Collected data

━━━━━━━━━━

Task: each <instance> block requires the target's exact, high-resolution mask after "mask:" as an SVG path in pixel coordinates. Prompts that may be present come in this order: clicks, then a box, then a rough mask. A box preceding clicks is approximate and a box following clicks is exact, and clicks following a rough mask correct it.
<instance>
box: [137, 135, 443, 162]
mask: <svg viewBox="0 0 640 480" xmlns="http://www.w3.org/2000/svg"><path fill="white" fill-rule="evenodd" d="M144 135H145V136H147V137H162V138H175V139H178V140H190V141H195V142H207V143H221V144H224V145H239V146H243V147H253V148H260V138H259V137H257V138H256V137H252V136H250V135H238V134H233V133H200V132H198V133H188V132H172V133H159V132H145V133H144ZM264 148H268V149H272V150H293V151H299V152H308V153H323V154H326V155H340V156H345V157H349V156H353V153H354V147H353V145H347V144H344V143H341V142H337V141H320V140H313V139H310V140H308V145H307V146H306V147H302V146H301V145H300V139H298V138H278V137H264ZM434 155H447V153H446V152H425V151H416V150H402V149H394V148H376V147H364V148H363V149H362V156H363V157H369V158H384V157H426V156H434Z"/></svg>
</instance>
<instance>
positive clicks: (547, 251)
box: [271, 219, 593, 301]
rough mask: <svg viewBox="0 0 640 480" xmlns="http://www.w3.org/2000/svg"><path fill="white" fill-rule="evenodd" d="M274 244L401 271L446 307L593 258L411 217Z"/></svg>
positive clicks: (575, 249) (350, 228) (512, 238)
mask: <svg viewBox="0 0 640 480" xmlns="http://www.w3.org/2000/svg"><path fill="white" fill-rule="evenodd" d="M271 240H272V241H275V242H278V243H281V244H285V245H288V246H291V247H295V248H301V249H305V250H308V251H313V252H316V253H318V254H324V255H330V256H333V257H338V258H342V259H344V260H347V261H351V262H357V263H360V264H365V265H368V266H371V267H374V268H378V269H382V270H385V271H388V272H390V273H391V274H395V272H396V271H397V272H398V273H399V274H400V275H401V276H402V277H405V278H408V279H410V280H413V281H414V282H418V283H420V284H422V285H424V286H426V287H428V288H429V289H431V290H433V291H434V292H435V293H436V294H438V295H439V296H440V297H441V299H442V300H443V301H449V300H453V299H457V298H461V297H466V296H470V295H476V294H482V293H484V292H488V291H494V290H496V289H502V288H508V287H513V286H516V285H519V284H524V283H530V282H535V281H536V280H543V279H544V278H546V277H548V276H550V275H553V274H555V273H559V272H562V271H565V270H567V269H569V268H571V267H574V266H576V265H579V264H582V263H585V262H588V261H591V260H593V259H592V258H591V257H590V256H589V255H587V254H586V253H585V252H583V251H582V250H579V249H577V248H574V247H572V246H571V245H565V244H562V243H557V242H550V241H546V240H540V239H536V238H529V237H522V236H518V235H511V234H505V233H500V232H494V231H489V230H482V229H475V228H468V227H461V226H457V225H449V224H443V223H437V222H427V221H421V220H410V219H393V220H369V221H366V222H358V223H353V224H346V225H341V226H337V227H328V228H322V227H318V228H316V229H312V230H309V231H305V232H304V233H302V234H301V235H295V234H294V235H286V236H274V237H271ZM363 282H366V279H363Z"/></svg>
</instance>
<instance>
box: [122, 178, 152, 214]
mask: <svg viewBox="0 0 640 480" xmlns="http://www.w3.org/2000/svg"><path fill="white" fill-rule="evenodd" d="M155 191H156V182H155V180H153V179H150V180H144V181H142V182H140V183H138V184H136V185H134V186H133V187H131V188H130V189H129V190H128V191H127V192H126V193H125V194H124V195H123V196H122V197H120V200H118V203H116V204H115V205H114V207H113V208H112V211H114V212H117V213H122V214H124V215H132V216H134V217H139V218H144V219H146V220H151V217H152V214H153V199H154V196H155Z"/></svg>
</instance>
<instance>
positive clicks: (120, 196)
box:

━━━━━━━━━━

> _WHAT YOU ARE ASKED TO DO_
Looking at the data above, say how many lines include the string "rough" and add nothing.

> _RESPONSE_
2